===== Document section
Core Mechanics -- The Essence of the Game

By BD Flory, in Legend of the Five Rings: The Card Game

Military, Political, and Enlightenment. There's no real need for Honor as a basic win condition if its tied to everything.

Acknowledging that in your model politics would replace both honor and dishonor, I'd honestly like to see a unified victory condition.

Like a new five rings enlightenment thing, where the different rings echo the old victory conditions, and it's first to 3 out of 5 wins.

2 of them Military oriented

2 honor oriented (or politics, whatever)

1 something else. Maybe reflective of enlightenment somehow.

That way pure mil decks can plan to win 2 and grab the enlightenment rings for the win.

Same for pure honor.

Balanced decks (perhaps known colloquially as "enlightened" decks) can grab any of them, but are not as good at Mil as pure military, and not as good at honor as pure honor.

I'm not sure if it would be best to have the rings be mutually exclusive in this model. i.e., once I get Fire, you can't get Fire, but I suspect it would be better if all 5 remain available to all players regardless. That way, the rules don't have to be different in multiplayer, and the Mil deck that gets its rings *first* doesn't auto-win.

I actually imagined the 3 out of 5 rings thing almost exactly this way. I think there's potential there. I really hope that FFG starts giving crumbs sooner rather than later.

I actually imagined the 3 out of 5 rings thing almost exactly this way. I think there's potential there. I really hope that FFG starts giving crumbs sooner rather than later.

They might be a little gunshy after what happened with the coop Star Wars LCG. I can't image they'll post anything concrete until they're really settled on the model they have and playtest has begun.
==========
===== Supplied entries
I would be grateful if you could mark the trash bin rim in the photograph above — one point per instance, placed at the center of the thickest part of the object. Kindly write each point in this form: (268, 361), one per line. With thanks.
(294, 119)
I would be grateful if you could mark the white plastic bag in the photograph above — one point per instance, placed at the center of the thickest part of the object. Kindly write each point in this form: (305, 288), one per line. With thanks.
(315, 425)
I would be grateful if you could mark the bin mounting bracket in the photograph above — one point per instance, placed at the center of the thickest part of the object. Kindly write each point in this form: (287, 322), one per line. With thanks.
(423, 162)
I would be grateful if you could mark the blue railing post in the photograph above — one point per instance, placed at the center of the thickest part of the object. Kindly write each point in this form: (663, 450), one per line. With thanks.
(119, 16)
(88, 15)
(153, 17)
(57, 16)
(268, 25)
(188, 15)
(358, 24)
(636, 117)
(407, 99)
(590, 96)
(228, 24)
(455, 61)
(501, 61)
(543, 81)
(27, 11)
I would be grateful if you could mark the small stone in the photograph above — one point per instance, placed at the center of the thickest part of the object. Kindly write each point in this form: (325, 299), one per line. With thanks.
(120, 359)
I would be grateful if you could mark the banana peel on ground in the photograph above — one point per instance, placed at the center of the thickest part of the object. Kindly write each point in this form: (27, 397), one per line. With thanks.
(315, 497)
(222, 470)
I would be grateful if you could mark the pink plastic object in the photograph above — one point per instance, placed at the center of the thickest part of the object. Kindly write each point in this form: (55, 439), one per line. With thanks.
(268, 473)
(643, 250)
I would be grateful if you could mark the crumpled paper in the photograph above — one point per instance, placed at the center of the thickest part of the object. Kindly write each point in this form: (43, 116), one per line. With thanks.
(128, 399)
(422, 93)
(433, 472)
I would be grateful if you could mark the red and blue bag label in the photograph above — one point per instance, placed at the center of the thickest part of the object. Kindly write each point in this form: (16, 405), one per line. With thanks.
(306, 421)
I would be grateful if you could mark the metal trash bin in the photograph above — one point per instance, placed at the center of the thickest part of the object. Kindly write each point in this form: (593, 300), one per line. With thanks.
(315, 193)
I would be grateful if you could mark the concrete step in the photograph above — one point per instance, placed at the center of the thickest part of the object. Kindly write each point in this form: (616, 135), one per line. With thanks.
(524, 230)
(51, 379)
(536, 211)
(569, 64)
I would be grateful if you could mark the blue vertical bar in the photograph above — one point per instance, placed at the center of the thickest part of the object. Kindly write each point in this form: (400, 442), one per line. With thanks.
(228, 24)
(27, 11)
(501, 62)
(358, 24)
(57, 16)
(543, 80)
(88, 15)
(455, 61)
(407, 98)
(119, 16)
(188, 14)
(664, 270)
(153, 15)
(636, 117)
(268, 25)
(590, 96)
==========
[Stated goal 1]:
Answer each question from the card game discussion:
(a) How many of the five rings would a player need to win?
(b) How many of the rings would be military oriented?
(c) What informal name is suggested for balanced decks?
[Stated goal 2]:
Decide whether each statement agrees with the card game discussion:
(a) The writer leans toward making the rings mutually exclusive.
(b) One of the five rings would be something other than military or honor, perhaps tied to enlightenment.
(c) Balanced decks would be as good at military as pure military decks.
These records were taken from a separate source.

[Written response 1]:
(a) Three out of five.
(b) Two.
(c) "Enlightened" decks.

[Written response 2]:
(a) No: "I suspect it would be better if all 5 remain available to all players regardless."
(b) Yes: "1 something else. Maybe reflective of enlightenment somehow."
(c) No: "not as good at Mil as pure military"